- [TASK] The data below must be returned in full and exactly.

┌──

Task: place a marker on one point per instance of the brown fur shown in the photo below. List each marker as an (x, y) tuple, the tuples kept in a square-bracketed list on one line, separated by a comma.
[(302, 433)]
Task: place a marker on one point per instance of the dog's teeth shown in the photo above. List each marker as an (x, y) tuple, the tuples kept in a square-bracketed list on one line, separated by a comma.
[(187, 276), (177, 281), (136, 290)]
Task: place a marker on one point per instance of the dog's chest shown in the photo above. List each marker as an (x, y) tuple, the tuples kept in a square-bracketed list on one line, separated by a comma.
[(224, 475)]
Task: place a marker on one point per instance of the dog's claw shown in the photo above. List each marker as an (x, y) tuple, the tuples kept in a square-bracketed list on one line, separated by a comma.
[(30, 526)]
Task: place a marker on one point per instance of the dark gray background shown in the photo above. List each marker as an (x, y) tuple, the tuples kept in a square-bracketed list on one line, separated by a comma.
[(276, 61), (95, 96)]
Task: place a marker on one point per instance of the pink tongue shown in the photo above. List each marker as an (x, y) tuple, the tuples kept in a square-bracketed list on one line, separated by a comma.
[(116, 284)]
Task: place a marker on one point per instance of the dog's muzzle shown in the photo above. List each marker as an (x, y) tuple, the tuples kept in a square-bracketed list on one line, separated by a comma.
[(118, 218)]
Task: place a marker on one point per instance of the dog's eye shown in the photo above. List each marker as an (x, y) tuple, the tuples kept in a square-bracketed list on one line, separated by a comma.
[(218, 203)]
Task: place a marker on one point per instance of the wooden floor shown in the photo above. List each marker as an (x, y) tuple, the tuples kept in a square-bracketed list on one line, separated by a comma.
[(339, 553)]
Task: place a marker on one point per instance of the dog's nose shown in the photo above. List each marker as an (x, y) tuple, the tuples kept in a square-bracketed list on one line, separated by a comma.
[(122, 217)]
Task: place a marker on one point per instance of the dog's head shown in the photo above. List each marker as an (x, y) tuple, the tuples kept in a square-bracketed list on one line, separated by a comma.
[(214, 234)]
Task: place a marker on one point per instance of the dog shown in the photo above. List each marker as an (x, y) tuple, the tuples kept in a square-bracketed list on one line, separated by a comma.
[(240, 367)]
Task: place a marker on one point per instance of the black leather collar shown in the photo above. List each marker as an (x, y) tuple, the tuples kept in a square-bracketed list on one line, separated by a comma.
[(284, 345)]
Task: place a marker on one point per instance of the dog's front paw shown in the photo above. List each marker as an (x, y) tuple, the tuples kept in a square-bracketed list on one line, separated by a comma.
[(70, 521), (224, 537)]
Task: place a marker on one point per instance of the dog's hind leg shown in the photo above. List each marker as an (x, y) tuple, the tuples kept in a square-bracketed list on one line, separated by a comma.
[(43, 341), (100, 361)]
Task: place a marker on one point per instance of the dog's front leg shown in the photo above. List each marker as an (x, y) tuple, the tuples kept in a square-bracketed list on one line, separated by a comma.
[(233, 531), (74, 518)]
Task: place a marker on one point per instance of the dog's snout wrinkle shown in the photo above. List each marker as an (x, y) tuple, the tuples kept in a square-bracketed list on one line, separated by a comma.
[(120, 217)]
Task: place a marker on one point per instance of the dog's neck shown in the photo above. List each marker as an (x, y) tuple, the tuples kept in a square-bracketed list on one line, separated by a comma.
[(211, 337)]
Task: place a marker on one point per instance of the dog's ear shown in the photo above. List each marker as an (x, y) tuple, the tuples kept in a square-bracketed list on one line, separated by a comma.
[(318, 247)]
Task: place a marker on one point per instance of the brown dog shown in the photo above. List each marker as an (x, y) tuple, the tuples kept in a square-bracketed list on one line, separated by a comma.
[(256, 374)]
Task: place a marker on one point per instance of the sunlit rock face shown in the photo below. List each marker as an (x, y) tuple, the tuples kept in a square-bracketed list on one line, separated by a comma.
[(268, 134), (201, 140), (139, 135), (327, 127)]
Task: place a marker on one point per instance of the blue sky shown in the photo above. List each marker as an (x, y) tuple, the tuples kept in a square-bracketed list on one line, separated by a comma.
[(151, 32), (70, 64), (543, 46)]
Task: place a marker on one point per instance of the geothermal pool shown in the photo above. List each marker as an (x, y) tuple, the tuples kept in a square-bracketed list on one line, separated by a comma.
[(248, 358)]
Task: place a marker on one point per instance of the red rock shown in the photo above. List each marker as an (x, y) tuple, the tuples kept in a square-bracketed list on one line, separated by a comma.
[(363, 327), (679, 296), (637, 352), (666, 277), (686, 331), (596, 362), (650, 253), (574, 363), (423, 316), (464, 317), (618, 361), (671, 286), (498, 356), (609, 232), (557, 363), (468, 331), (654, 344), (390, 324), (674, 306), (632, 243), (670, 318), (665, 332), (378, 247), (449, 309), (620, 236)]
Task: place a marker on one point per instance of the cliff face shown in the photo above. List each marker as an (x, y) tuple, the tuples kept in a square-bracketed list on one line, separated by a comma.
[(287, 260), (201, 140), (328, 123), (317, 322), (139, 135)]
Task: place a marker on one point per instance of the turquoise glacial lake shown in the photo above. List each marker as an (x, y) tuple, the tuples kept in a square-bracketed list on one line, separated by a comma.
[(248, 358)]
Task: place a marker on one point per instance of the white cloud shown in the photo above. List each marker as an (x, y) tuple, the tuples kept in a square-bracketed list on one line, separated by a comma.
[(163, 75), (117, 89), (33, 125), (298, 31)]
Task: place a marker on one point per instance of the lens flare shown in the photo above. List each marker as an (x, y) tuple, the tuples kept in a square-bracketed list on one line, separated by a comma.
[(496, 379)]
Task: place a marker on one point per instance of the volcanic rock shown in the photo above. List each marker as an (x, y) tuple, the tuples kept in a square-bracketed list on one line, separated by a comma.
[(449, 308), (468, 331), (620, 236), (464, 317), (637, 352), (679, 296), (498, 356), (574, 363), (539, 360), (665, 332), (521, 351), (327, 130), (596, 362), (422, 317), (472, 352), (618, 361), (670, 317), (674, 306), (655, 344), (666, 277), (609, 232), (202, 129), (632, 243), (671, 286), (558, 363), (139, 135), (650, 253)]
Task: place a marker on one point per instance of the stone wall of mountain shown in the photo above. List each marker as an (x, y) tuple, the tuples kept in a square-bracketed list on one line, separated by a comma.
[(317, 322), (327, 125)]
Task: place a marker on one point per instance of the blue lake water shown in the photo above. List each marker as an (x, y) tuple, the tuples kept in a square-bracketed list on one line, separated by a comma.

└──

- [ANSWER AREA]
Task: place a marker on one point per instance of the brown fur shown in the photo below. List each marker as an (x, y) tuple, the tuples kept in a square-bracketed list on one line, separated by a comma.
[(302, 433)]
Task: place a marker on one point per instance of the dog's teeth shown in the photo above. List each marker as an (x, y) tuple, the tuples kept in a square-bracketed list on one line, separated by a comma.
[(187, 276), (177, 281), (136, 290)]
Task: place a marker on one point per instance of the dog's chest shown in the photo above. List each marker as an (x, y) tuple, the tuples kept in a square-bracketed list on one line, separated by a comma.
[(224, 475)]
Task: place a marker on one point per instance of the dog's claw shown in the photo above. List each marker as an (x, y) tuple, the tuples kept in a square-bracketed list on one line, separated by a comma.
[(30, 526)]
Task: place a marker on one point per instance of the dark gray background shown in the photo above. List each marker as an (x, y) tuple, the tuples kept in a square-bracketed list on one line, separated by a comma.
[(276, 61), (95, 96)]
Task: place a marker on one point per instance of the pink tongue shown in the photo above. List each marker as an (x, y) tuple, the tuples kept in a square-bracketed list on one line, separated by a comma.
[(116, 284)]
Task: place a marker on one point per instance of the dog's muzzle shown in the photo above. List each marker as an (x, y) tuple, the tuples kept in a square-bracketed list on one line, separated by a comma.
[(118, 218)]
Task: place a marker on one point per instance of the dog's eye shown in the photo above. List each marker as an (x, y) tuple, the tuples kept in a square-bracketed list on one line, separated by a comma.
[(218, 203)]
Task: place a marker on one point per instance of the wooden floor shown in the photo above. List each marker as an (x, y) tuple, the tuples kept in a square-bracketed list on one line, separated by a comma.
[(339, 553)]
Task: place a marker on one point per instance of the dog's nose shown in the photo above. List each marker as an (x, y) tuple, the tuples kept in a square-bracketed list on one line, separated by a comma.
[(122, 217)]
Task: place a marker on one point per instance of the dog's head shown in the photo above. List each marker as an (x, y) tuple, the tuples kept in a square-bracketed list on one line, separated by a comma.
[(214, 234)]
Task: place a marker on one point per instance of the dog shown in the photo above. List each marker as an (x, y) tuple, the tuples kept in a square-bracketed list on one line, separated by a comma.
[(240, 367)]
Task: place a marker on one point per instance of the black leather collar shown in the photo above. List each marker as an (x, y) tuple, the tuples kept in a square-bracketed list on one line, separated by a comma.
[(284, 345)]
Task: place a marker on one point per instance of the dog's front paw shown in the photo above. List each marker as an (x, y) tuple, the tuples kept in a square-bracketed list on one line, separated by a comma.
[(70, 521), (224, 537)]
Task: place a marker on one point per instance of the dog's hind leg shown in the photo above. List each marker as an (x, y) tuple, the tuples kept in a square-bracketed list on one line, separated by a comma.
[(43, 341), (100, 361)]
Task: place a marker on one point per instance of the dog's front leg shown in the photo above. List each marker as an (x, y) tuple, the tuples kept in a square-bracketed list on one line, separated by a comma.
[(233, 531), (74, 518)]
Task: place a marker on one point per instance of the dog's snout wrinkle shown in the photo above. List each marker as an (x, y) tuple, the tuples kept in a square-bracketed list on one line, separated by a comma.
[(120, 217)]
Task: place a marker on one point per instance of the dog's neck shown in the photo above. List each marker as an (x, y) tuple, the tuples kept in a square-bracketed list on one line, separated by a comma.
[(211, 337)]
Task: place a marker on one point per instance of the dog's ear shown in the photo above. List each marker as an (x, y) tuple, the tuples kept in a square-bracketed list on one line, separated by a comma.
[(318, 247)]
Task: place a marker on one point per instance of the brown dog shown in the photo above. List each marker as an (x, y) tuple, the tuples kept in a square-bracketed list on one line, separated by a comma.
[(256, 374)]
Task: place a marker on one point per instance of the sunlit rock face shown in the photo below. List each marker as an (x, y) tuple, the tuples kept in a square-bracketed list on one line, separated by a comma.
[(268, 134), (201, 140), (139, 135), (327, 127)]
Task: place a marker on one point per instance of the blue sky shown in the photo above. List each marker as an (x, y) tuple, the tuples kept in a square-bracketed list on one line, separated by a comma.
[(151, 32), (70, 64), (543, 46)]
Task: place a marker on one point per instance of the geothermal pool shown in the photo above. List each marker as an (x, y) tuple, the tuples kept in a square-bracketed list on one line, separated by a comma.
[(248, 358)]
Task: place a marker on one point per instance of the red rock shown in the photo above. List each marker as an (x, y) tuple, the tuples kept in a square-bracketed list on one line, separated by a comma.
[(363, 327), (679, 296), (637, 352), (666, 277), (686, 331), (596, 362), (650, 253), (574, 363), (423, 316), (464, 317), (618, 361), (671, 286), (498, 356), (609, 232), (557, 363), (468, 331), (654, 344), (390, 324), (674, 306), (632, 243), (670, 318), (665, 332), (378, 247), (449, 309), (620, 236)]
Task: place a marker on one point per instance of the cliff face shown in the photo above. List each marker as an (x, y) tuple, the tuples kept in a square-bracketed list on one line, separated by a comma.
[(287, 260), (201, 140), (328, 123), (317, 322), (139, 135)]
Task: place a marker on one point per instance of the turquoise glacial lake shown in the photo above. List each marker as an (x, y) tuple, the tuples kept in a square-bracketed list on one line, separated by a comma.
[(248, 358)]
Task: place a marker on one point per instance of the white cloud shown in the photo above. List each marker as an (x, y) tuple, the tuples kept in a square-bracketed list on one line, separated by a comma.
[(163, 75), (117, 89), (33, 125), (298, 31)]
Task: place a marker on one point per instance of the lens flare shown in the photo above. List each marker as an (x, y) tuple, the tuples kept in a square-bracketed list on one line, separated by a comma.
[(496, 379)]
Task: place a marker on one point per instance of the volcanic rock shown in the photo above. List each marker as an (x, y) tuple, the tuples kept in a square-bracketed list on one line, separated by a comma.
[(449, 308), (468, 331), (620, 236), (464, 317), (637, 352), (679, 296), (498, 356), (574, 363), (539, 360), (665, 332), (521, 351), (327, 130), (596, 362), (422, 317), (472, 352), (618, 361), (670, 317), (674, 306), (655, 344), (666, 277), (609, 232), (202, 129), (632, 243), (671, 286), (558, 363), (139, 135), (650, 253)]
Task: place a marker on one point per instance of the stone wall of mountain shown in the photo above. List each marker as an (x, y) tuple, the tuples kept in a square-bracketed list on one line, separated by a comma.
[(317, 322), (327, 125)]
Task: place a marker on one point per instance of the blue lake water shown in the photo above. List each marker as an (x, y) tuple, the tuples kept in a square-bracketed list on one line, separated by a comma.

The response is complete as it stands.